» **Wymagania zadania**: Przepisz wiersze danych od wiersza zawierającego „Target: rear door” aż do końca danych, zastępując „Trace” przez „Draw”. Pozostała część tych wierszy ma pozostać bez zmian.

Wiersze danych
---

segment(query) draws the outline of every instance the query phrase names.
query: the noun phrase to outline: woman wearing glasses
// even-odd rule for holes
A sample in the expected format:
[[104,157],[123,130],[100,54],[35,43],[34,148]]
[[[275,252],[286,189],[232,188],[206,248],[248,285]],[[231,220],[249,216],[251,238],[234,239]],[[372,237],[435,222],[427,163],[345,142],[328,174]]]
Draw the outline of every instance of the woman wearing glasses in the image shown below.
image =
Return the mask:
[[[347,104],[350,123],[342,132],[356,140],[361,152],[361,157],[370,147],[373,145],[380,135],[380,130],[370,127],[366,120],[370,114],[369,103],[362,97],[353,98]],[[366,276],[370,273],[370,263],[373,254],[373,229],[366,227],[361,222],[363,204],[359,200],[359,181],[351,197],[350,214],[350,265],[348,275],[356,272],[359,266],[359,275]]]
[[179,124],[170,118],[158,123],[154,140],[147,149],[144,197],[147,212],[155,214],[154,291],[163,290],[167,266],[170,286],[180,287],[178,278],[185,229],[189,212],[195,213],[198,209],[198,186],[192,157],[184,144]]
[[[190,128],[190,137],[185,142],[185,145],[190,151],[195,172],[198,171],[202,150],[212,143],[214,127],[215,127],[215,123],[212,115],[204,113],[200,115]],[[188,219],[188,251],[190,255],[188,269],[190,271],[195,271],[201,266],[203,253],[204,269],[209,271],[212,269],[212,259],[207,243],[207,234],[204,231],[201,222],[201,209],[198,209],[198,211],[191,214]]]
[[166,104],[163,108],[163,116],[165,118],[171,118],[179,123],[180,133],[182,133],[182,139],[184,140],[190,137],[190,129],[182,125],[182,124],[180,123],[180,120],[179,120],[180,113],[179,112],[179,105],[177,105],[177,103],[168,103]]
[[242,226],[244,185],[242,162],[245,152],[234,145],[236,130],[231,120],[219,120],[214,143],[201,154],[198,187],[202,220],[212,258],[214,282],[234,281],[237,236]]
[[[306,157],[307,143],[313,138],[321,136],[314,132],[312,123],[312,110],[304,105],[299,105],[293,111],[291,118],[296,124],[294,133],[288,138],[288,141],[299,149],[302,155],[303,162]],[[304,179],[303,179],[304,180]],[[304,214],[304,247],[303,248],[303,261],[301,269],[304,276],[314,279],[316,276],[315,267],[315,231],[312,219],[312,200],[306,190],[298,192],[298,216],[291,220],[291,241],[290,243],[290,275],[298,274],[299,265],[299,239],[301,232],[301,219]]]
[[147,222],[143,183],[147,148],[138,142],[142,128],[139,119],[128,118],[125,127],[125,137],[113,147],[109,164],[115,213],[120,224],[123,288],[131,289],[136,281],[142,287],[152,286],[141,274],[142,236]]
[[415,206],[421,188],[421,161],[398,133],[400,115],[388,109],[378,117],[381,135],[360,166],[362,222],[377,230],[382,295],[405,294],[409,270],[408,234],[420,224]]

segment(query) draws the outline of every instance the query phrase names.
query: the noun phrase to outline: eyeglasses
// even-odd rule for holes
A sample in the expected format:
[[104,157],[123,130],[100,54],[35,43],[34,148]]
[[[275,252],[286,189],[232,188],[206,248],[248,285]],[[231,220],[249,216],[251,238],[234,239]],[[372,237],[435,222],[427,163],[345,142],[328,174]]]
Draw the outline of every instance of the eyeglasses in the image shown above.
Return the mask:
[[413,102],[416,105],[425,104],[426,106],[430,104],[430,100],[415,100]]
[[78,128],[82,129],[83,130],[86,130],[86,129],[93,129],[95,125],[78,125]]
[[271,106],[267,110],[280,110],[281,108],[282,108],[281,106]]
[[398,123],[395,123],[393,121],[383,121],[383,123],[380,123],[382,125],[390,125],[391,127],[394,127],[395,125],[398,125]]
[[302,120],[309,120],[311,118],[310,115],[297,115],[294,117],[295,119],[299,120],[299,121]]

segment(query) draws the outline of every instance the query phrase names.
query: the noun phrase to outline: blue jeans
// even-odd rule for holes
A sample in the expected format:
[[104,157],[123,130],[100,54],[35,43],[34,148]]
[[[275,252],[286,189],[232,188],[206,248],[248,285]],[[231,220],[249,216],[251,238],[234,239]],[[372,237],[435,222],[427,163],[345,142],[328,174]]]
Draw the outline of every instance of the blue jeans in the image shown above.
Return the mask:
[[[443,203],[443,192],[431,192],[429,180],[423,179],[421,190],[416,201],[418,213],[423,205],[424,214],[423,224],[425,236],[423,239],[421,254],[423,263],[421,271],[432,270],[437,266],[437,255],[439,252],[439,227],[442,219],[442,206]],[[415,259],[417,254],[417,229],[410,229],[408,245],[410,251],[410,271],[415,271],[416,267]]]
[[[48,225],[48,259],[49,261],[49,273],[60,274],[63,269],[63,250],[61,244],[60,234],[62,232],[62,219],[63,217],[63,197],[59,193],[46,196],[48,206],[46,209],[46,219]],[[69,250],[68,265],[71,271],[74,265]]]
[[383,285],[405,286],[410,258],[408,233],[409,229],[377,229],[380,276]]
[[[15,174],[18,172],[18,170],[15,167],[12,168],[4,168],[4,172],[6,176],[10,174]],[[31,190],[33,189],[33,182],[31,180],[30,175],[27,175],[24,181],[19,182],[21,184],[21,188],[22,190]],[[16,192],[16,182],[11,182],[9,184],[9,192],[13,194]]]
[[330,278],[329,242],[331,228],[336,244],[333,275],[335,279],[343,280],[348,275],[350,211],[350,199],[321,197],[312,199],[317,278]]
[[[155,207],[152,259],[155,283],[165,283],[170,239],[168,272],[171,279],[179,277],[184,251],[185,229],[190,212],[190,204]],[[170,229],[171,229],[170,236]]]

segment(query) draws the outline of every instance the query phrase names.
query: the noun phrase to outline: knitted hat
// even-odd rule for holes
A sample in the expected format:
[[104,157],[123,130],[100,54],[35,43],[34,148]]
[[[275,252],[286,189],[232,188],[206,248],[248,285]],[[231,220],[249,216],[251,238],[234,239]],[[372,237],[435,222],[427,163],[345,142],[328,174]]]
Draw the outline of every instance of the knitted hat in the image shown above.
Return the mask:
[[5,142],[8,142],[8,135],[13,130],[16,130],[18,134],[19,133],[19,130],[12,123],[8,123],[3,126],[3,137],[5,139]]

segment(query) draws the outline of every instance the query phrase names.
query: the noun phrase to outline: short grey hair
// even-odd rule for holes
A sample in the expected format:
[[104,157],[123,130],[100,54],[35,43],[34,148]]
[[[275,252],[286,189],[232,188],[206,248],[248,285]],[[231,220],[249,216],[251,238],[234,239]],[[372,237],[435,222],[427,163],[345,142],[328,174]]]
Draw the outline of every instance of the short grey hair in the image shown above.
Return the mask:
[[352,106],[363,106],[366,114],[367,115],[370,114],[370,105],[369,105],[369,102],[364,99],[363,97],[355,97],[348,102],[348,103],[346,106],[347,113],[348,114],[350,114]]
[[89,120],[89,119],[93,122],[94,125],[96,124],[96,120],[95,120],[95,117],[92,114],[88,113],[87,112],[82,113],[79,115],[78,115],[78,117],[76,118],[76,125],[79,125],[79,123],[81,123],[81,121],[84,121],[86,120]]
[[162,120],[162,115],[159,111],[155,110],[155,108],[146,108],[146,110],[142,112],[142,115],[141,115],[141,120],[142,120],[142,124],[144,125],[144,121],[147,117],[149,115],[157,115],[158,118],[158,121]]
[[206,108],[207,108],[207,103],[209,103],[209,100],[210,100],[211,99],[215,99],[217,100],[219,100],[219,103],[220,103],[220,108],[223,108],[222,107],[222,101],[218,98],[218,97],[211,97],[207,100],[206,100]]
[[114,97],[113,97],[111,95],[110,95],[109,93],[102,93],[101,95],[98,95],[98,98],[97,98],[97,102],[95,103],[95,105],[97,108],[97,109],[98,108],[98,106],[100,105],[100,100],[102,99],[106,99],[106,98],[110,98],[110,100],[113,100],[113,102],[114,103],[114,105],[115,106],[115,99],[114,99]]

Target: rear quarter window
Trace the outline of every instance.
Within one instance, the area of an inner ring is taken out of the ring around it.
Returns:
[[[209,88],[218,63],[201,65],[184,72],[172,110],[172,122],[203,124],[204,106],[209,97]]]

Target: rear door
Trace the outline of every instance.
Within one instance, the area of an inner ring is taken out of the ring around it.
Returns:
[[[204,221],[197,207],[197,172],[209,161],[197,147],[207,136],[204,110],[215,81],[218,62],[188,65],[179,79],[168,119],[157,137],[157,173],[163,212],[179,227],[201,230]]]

---

» **Wynik ćwiczenia**:
Target: rear door
Draw the outline of every instance.
Within one instance, the area of an inner ring is taken out of the ring around it.
Returns:
[[[204,221],[197,207],[197,172],[209,161],[197,147],[207,136],[204,110],[215,81],[218,62],[188,65],[179,79],[168,119],[157,137],[157,173],[163,212],[179,227],[201,230]]]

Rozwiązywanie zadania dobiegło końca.